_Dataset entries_
[Start of section]

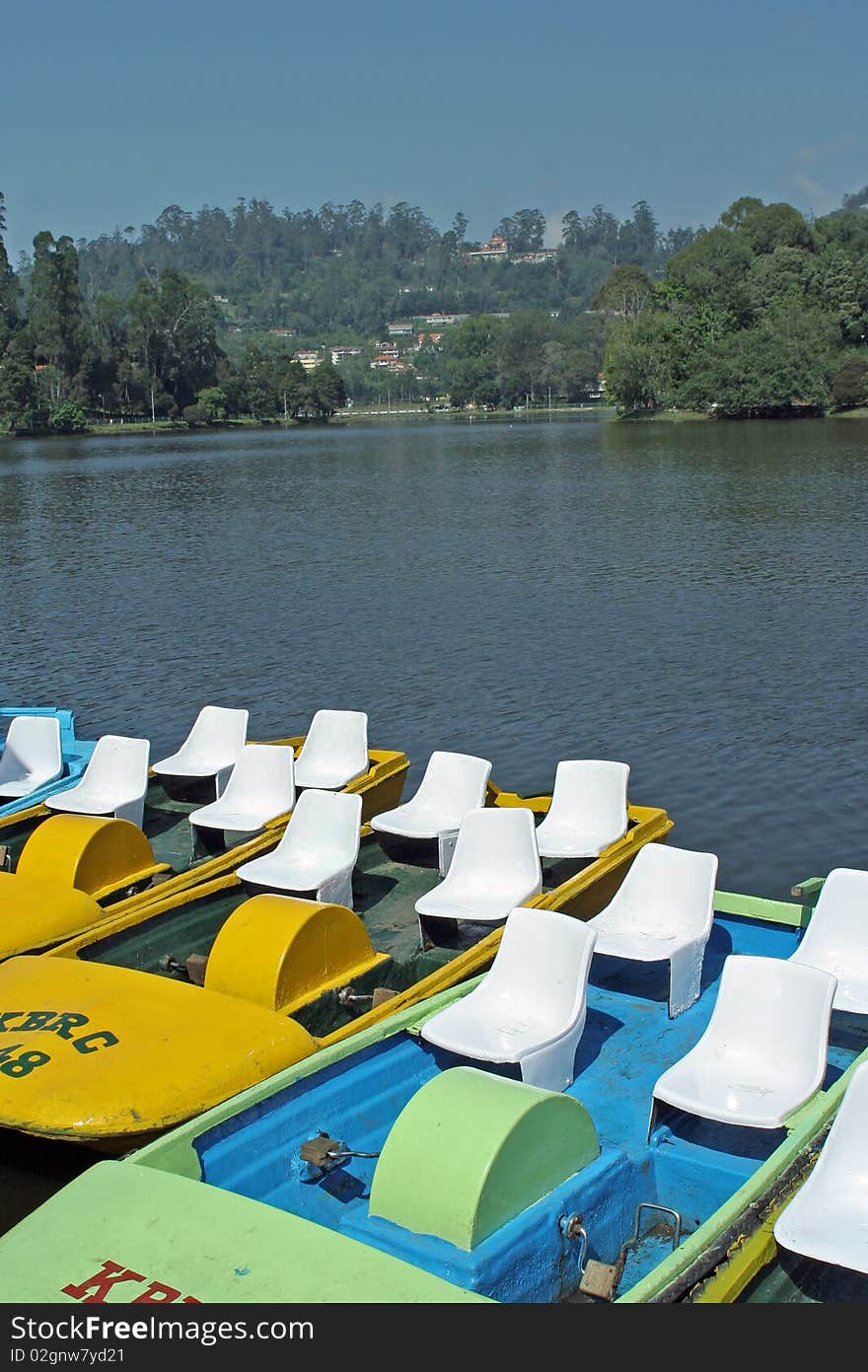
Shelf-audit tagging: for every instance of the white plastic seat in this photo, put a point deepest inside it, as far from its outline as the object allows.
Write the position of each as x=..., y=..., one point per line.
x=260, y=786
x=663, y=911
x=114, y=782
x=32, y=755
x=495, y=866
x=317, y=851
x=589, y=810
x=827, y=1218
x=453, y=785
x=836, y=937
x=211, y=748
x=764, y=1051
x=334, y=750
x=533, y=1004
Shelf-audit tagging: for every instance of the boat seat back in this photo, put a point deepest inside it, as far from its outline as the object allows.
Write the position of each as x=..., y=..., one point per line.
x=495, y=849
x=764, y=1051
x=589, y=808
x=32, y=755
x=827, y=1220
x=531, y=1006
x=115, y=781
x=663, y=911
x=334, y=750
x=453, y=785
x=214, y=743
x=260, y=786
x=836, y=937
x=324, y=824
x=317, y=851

[End of section]
[Start of section]

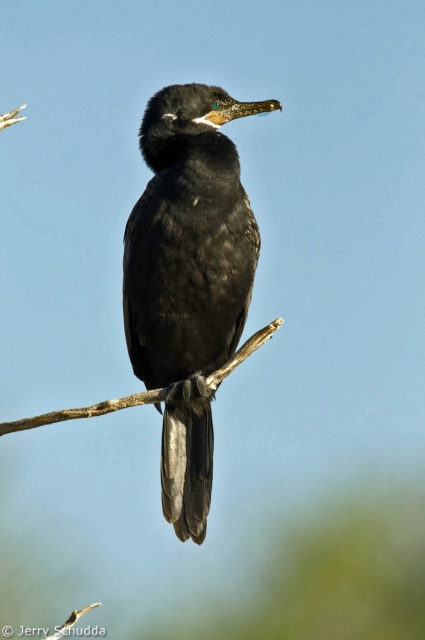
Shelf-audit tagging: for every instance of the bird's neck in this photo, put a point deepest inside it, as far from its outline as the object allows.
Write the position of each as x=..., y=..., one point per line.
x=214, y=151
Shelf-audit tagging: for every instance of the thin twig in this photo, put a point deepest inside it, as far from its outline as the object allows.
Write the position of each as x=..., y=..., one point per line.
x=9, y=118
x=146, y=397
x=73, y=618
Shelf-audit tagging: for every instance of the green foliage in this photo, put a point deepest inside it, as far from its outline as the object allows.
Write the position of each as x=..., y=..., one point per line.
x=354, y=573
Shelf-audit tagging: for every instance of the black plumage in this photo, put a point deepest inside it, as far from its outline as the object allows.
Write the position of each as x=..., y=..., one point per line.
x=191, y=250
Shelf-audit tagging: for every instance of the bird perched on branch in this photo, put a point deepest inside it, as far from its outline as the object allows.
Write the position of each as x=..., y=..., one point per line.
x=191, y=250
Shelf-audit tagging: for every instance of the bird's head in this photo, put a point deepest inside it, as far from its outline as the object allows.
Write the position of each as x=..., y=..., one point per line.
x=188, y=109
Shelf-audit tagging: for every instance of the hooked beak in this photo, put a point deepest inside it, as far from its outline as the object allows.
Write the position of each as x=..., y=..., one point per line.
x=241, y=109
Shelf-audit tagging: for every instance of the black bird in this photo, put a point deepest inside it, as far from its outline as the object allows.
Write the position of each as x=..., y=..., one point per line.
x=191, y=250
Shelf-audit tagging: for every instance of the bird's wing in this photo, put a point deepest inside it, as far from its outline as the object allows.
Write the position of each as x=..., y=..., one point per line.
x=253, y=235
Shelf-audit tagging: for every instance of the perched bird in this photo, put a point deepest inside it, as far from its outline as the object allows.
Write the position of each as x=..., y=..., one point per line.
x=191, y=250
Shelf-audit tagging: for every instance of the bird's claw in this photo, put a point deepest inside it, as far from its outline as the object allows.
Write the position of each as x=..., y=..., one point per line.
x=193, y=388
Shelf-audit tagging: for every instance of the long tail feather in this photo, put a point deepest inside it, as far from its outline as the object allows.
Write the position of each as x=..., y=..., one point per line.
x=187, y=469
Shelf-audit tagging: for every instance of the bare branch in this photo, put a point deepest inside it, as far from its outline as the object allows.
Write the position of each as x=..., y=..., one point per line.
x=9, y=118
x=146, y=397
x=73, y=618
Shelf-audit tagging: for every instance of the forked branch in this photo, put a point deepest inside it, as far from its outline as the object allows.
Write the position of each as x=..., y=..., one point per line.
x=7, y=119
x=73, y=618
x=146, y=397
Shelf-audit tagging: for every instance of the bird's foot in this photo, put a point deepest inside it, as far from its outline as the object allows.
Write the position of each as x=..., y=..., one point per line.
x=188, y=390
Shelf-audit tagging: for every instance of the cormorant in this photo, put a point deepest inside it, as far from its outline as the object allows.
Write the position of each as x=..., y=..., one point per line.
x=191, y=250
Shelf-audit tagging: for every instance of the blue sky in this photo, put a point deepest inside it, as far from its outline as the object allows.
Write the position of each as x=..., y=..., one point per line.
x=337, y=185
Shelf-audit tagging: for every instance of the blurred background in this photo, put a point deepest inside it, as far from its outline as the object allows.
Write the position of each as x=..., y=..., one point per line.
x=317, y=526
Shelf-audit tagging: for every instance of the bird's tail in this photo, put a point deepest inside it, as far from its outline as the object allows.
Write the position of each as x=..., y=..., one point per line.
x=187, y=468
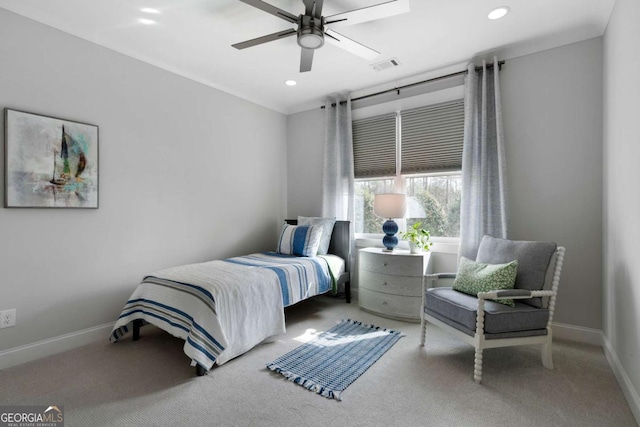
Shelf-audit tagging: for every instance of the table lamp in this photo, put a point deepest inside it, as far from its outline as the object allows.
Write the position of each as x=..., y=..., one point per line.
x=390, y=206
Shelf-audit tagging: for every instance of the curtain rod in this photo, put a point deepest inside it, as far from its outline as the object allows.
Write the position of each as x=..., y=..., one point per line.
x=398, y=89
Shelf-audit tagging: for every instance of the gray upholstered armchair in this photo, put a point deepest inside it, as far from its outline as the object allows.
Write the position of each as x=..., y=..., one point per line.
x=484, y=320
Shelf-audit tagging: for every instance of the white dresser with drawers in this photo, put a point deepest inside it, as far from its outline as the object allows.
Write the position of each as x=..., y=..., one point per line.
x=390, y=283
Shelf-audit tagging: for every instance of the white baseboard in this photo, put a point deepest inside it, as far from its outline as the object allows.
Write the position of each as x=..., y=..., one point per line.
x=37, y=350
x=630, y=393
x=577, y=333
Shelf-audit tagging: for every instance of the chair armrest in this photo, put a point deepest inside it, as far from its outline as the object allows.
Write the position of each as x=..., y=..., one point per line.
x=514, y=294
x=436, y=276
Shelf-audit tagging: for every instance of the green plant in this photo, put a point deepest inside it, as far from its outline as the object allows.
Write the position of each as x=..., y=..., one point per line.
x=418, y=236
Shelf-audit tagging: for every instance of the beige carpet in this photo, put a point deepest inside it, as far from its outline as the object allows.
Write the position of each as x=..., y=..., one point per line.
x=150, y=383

[End of section]

_GOAL OF THE EXERCISE_
If the word "branch" is on a line above, return that line.

_WRITTEN RESPONSE_
Shelf-audit tagging: for every instance of the bird perched on branch in this photo, put a point deepest inside it, as far from its outline as the object allows.
Shelf-audit tagging: for every instance of the bare branch in this photo, put a point deepest inside it, as far from its outline as the object allows.
Shelf-audit tagging: for every instance of the forked branch in this photo, put a point deepest inside it, as far from its outline as the object allows.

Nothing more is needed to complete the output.